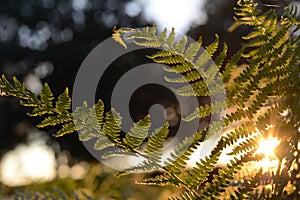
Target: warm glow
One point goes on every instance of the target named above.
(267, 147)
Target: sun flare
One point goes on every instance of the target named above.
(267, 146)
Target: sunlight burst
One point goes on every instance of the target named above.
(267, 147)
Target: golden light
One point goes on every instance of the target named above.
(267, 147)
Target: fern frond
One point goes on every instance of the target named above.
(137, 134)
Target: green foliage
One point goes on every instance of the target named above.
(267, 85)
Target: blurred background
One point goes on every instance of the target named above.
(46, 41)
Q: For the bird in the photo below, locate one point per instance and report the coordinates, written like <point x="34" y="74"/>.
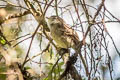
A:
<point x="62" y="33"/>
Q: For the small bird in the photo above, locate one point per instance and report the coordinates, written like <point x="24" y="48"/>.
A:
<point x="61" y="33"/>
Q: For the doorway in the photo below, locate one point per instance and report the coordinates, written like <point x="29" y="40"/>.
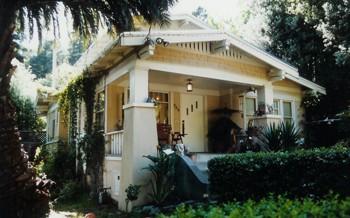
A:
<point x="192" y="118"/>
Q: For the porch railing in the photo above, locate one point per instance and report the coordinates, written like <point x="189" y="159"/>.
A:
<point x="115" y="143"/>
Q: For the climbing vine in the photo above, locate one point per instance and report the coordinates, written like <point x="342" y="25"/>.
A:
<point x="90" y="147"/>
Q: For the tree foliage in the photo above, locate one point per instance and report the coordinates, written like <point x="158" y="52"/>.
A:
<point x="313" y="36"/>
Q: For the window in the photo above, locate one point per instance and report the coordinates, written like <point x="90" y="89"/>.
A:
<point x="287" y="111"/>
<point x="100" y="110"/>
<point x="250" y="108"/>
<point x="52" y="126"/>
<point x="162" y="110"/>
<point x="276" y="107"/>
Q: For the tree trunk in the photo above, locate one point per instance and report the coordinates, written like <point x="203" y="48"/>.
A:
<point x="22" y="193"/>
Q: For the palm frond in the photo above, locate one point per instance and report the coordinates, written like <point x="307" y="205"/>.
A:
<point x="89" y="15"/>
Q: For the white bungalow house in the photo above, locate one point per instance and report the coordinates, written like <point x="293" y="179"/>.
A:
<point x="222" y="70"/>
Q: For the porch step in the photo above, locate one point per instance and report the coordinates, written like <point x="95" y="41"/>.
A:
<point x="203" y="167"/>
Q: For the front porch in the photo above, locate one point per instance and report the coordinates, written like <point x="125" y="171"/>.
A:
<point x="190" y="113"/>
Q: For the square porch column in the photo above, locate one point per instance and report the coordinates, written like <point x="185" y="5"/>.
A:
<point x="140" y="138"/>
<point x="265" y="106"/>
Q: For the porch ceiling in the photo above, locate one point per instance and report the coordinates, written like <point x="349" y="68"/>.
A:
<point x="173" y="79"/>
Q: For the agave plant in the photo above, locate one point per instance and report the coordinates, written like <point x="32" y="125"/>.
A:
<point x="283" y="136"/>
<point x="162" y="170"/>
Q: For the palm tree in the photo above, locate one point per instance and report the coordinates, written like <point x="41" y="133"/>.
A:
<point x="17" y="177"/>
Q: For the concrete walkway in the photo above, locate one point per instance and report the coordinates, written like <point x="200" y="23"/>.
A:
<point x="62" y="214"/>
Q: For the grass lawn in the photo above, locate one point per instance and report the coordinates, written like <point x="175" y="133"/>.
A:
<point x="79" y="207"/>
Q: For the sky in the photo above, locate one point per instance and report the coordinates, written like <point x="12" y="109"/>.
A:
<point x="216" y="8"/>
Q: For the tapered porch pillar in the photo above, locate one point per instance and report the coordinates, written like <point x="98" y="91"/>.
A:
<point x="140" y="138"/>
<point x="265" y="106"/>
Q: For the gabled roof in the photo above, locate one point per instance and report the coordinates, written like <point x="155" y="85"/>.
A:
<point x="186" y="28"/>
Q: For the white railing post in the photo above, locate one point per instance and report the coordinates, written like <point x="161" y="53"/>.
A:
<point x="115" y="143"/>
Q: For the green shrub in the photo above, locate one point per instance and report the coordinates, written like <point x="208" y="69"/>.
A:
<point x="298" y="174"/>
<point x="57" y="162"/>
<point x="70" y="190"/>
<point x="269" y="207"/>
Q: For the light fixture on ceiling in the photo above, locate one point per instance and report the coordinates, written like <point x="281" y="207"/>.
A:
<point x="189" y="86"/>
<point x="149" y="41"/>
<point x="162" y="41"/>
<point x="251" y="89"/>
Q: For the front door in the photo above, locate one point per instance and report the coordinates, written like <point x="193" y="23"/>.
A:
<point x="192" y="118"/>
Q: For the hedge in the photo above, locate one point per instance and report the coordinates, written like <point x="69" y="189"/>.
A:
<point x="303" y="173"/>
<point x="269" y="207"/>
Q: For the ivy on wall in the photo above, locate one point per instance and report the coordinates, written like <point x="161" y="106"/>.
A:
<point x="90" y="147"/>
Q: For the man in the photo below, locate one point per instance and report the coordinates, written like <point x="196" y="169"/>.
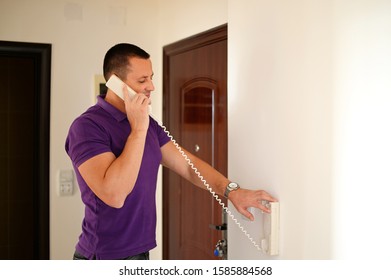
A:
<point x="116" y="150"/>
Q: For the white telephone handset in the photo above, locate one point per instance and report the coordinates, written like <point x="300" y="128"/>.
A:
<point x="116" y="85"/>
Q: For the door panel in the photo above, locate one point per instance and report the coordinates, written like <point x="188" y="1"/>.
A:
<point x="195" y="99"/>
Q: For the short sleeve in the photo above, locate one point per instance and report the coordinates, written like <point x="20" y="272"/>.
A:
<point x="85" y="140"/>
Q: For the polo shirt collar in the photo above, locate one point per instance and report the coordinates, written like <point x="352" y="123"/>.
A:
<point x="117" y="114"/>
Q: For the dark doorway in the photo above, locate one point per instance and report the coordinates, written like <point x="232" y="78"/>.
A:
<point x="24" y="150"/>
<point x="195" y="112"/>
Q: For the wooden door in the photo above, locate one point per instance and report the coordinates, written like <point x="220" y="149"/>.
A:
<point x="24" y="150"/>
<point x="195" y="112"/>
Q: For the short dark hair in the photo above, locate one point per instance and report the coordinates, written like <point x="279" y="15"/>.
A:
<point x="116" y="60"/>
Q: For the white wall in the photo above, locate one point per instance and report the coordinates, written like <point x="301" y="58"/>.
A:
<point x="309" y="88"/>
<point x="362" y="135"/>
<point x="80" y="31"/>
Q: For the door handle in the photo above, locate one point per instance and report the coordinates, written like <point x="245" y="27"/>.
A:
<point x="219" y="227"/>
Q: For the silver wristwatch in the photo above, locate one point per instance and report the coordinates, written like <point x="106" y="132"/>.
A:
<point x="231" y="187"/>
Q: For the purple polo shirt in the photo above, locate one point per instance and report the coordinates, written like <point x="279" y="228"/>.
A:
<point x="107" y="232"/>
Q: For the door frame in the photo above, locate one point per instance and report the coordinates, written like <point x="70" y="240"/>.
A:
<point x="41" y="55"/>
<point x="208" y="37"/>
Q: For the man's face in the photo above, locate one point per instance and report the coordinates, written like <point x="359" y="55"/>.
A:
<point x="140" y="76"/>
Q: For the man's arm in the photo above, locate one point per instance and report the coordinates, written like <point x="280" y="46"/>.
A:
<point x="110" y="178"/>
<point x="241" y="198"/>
•••
■ EXERCISE BRIEF
Copy every entry word for word, but omit the pictures.

■ FULL OUTPUT
Target: warm glow
One point goes on every instance of the target named above.
(267, 147)
Target: sun flare
One point goes on every instance of the target named above.
(267, 146)
Target: sunlight burst
One point goes on every instance of the target named above.
(267, 147)
Target: golden light
One point goes on every instance of the target named above.
(267, 147)
Target: fern frond
One point goes on every instance of the target named above.
(137, 134)
Target: green foliage
One point goes on every instance of the target named above.
(267, 85)
Target: blurred background
One point goes on every instance of the target named above.
(46, 41)
Q: For the bird in the photo below, locate one point per instance and report the coordinates, written like <point x="34" y="74"/>.
A:
<point x="62" y="33"/>
Q: For the small bird in the photo above, locate one point per instance and report the coordinates, written like <point x="24" y="48"/>.
A:
<point x="61" y="33"/>
Q: For the doorway in the photo below, locate one point per instance and report the coordinates, written like <point x="29" y="40"/>.
A:
<point x="192" y="118"/>
Q: For the porch railing in the photo above, locate one point per instance and report the coordinates, written like <point x="189" y="159"/>.
A:
<point x="115" y="143"/>
Q: For the climbing vine in the photo above, locate one point per instance and report the coordinates, written like <point x="342" y="25"/>.
A:
<point x="90" y="147"/>
Q: For the tree foliage in the photo above, locate one point per instance and report the coordinates, written like <point x="158" y="52"/>.
A:
<point x="313" y="36"/>
Q: For the window in the photo above, locate one point per instance and report the coordinates, written like <point x="90" y="89"/>.
A:
<point x="287" y="111"/>
<point x="100" y="110"/>
<point x="250" y="108"/>
<point x="52" y="126"/>
<point x="162" y="110"/>
<point x="276" y="107"/>
Q: For the tree trunk in the photo above, locate one point per instance and report the coordinates, written like <point x="203" y="48"/>.
A:
<point x="22" y="193"/>
Q: For the palm frond in the photo above, locate one point per instance and report the coordinates, written like <point x="307" y="205"/>.
A:
<point x="89" y="15"/>
Q: For the white bungalow house in the photo above, locate one point per instance and report the coordinates, written like <point x="293" y="179"/>.
A:
<point x="222" y="70"/>
Q: For the porch step in the photo above, locate one point per instance and report the coordinates, written like <point x="95" y="41"/>.
A:
<point x="203" y="167"/>
Q: For the front porch in the photo above, locate one point per instance and report the coordinates, written like <point x="125" y="171"/>.
A:
<point x="190" y="113"/>
Q: For the square porch column in the photo above, locate one point per instance and report the coordinates, written like <point x="185" y="5"/>.
A:
<point x="140" y="138"/>
<point x="265" y="106"/>
Q: For the porch ceiling in the photo above, locate one point per instance and report the coordinates, written like <point x="349" y="68"/>.
A:
<point x="173" y="79"/>
Q: For the agave plant in the photo above, locate one point per instance and report the coordinates, written like <point x="32" y="125"/>.
A:
<point x="283" y="136"/>
<point x="162" y="170"/>
Q: For the palm tree in the photo above, locate one point per instance and report the coordinates, written like <point x="41" y="133"/>.
A:
<point x="17" y="177"/>
Q: For the concrete walkway in the photo above, locate one point per instance and report the coordinates, written like <point x="200" y="23"/>.
A:
<point x="62" y="214"/>
Q: For the grass lawn in the photo above, locate one point per instance and report the coordinates, written like <point x="175" y="133"/>.
A:
<point x="79" y="207"/>
Q: For the sky in the photo above, locate one point per instance and report the coordinates, written like <point x="12" y="109"/>.
A:
<point x="216" y="8"/>
Q: For the tapered porch pillar in the photo above, locate one point per instance and report the coordinates, written like <point x="98" y="91"/>.
A:
<point x="140" y="138"/>
<point x="265" y="106"/>
Q: For the gabled roof in the photo above, locate one point per instance and report the coordinates, written like <point x="155" y="85"/>.
A:
<point x="186" y="28"/>
Q: For the white railing post in the photo above, locate one point per instance and report the coordinates, written like <point x="161" y="53"/>.
A:
<point x="115" y="143"/>
Q: For the green shrub in the photo above, locate one point per instance and report the coordinates, written like <point x="208" y="69"/>.
A:
<point x="298" y="174"/>
<point x="57" y="162"/>
<point x="70" y="190"/>
<point x="269" y="207"/>
Q: For the light fixture on ceiling in the photo above, locate one point per instance and report the coordinates, written like <point x="281" y="207"/>.
A:
<point x="189" y="86"/>
<point x="149" y="41"/>
<point x="162" y="41"/>
<point x="251" y="89"/>
Q: For the front door in the photo above, locate one point per instance and report the coordinates, written like <point x="193" y="23"/>.
A:
<point x="192" y="118"/>
Q: For the hedge in the photo above, locate one point per instance and report the coordinates, written like <point x="69" y="189"/>.
A:
<point x="303" y="173"/>
<point x="269" y="207"/>
Q: For the ivy on wall in the photo above, locate one point per instance and report the coordinates, written like <point x="161" y="106"/>.
A:
<point x="90" y="147"/>
Q: For the man in the photo below, locate one point per instance and report the coordinates, written like <point x="196" y="169"/>.
A:
<point x="116" y="150"/>
Q: For the white telephone handset in the photo above, locate one point per instance and report the coordinates, written like <point x="300" y="128"/>.
A:
<point x="116" y="85"/>
Q: For the door panel in the photo above, locate one point per instance and report the coordinates, written like <point x="188" y="1"/>.
A:
<point x="195" y="99"/>
Q: For the short sleeve in the photo above, locate one point per instance and report the coordinates, written like <point x="20" y="272"/>.
A:
<point x="85" y="140"/>
Q: For the polo shirt collar in the photo above, locate one point per instance and report the coordinates, written like <point x="352" y="123"/>.
A:
<point x="117" y="114"/>
Q: For the dark doorway in the photo above, locate one point per instance and report the coordinates, written like <point x="232" y="78"/>.
A:
<point x="24" y="150"/>
<point x="195" y="112"/>
Q: For the wooden door in the photo above, locate one point per instance and report the coordinates, written like <point x="220" y="149"/>.
A:
<point x="24" y="150"/>
<point x="195" y="112"/>
Q: For the short dark hair in the photo above, locate one point per instance and report the coordinates, written like <point x="279" y="15"/>.
A:
<point x="116" y="60"/>
Q: For the white wall in the photo above, locate one point per instance and report the coordinates, written like <point x="301" y="58"/>.
A:
<point x="309" y="88"/>
<point x="362" y="135"/>
<point x="80" y="31"/>
Q: For the door handle in the photo above, locate one point per instance and report the coordinates, written like <point x="245" y="27"/>.
A:
<point x="219" y="227"/>
Q: For the silver wristwatch in the photo above, locate one point per instance and report the coordinates, written like <point x="106" y="132"/>.
A:
<point x="231" y="187"/>
Q: For the purple polo shirt in the photo above, locate one point per instance and report the coordinates, written like <point x="279" y="228"/>.
A:
<point x="107" y="232"/>
Q: For the door frame in the photo above, locate one point per instance and report the coordinates, written like <point x="70" y="240"/>.
A:
<point x="41" y="55"/>
<point x="208" y="37"/>
Q: For the man's face in the photo above, locate one point per instance and report the coordinates, written like <point x="359" y="55"/>.
A:
<point x="140" y="76"/>
Q: For the man's arm in the photo above, locate one point per instance and report the coordinates, written like <point x="280" y="46"/>.
A:
<point x="110" y="178"/>
<point x="241" y="198"/>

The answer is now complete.